- Short exercise -
Rename "keypoint" to "marker" in the records from the line with "of the jersey" through the end of the records, and give those lines again with nothing else changed.

Entries from a dataset
· · ·

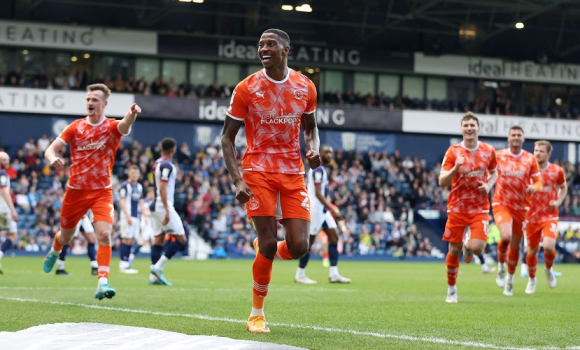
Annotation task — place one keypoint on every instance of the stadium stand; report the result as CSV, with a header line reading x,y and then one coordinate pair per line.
x,y
378,193
498,102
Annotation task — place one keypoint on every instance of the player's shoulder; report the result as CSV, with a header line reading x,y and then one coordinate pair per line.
x,y
555,168
252,80
502,152
527,154
485,146
296,76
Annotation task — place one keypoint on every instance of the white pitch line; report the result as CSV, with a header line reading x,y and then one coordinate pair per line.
x,y
305,289
316,328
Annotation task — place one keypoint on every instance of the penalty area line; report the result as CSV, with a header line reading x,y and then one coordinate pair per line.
x,y
316,328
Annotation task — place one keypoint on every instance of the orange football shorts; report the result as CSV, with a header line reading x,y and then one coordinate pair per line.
x,y
77,202
535,231
458,224
503,215
294,199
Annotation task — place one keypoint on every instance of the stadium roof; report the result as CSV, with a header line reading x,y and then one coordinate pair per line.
x,y
469,27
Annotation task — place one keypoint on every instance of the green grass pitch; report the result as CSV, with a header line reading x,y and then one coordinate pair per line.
x,y
388,306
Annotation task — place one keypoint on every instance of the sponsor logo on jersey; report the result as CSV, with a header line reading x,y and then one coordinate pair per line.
x,y
90,146
253,204
477,173
514,173
274,118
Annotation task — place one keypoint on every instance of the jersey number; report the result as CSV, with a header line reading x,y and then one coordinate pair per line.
x,y
305,201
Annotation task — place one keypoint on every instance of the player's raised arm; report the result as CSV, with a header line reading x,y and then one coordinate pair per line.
x,y
446,176
562,192
52,151
129,119
231,128
310,130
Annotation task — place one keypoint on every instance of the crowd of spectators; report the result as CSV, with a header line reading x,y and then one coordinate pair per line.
x,y
79,79
378,194
497,103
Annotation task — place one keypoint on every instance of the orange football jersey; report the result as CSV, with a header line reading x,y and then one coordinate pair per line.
x,y
464,196
93,148
272,112
516,172
552,178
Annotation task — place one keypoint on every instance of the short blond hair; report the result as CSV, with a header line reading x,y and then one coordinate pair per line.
x,y
101,87
544,143
470,116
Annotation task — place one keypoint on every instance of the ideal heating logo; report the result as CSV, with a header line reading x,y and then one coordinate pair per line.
x,y
90,146
274,118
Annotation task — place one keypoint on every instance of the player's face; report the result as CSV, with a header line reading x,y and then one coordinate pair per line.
x,y
469,129
4,161
134,175
326,155
516,138
271,50
96,103
541,153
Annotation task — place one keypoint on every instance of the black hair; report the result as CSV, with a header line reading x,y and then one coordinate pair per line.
x,y
168,144
281,34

· · ·

- Answer -
Annotation task — place one marker on every instance of the jersey number; report the result as CSV, with a header line reading x,y and then one coordinate pair per line.
x,y
305,201
Annotation task — place one marker on every instance of the player's raised arm; report the result as CSV, with a header line reading x,y and then one coordinate pair per line.
x,y
446,176
562,192
52,151
129,119
231,128
310,130
Annotation task — place one marker on every instance of the crowd of spectators; report the result as CSV, with a header line reading x,y and then one coordinate pair per line.
x,y
79,79
378,194
497,103
Annotation task — place one marker on every instance of the orange football jersey; report the result as CSV, with a header line reading x,y and then one coordinate pair per line.
x,y
464,196
93,148
272,112
516,172
552,178
Annotation task — place one marker on every instance of the short blond hair; report the result as CSV, with a header line reading x,y and then one coordinate pair per line.
x,y
101,87
544,143
470,116
Annotation task — place one marker on every instance of the ideal heating logo; report the result as CSV, with a header line reading x,y and then one coordinate pair per line.
x,y
90,146
274,118
Annotation task — place one marker on every instance of the player's face; report the result as CSV, with a header line reading x,y and then one coordinate pair per line.
x,y
469,129
4,161
134,175
326,155
516,138
271,50
96,103
541,153
Annotation task — place one marker on every instance of the black hair; report the result as CSV, with a header line reading x,y and then one coordinate pair per line.
x,y
168,144
281,34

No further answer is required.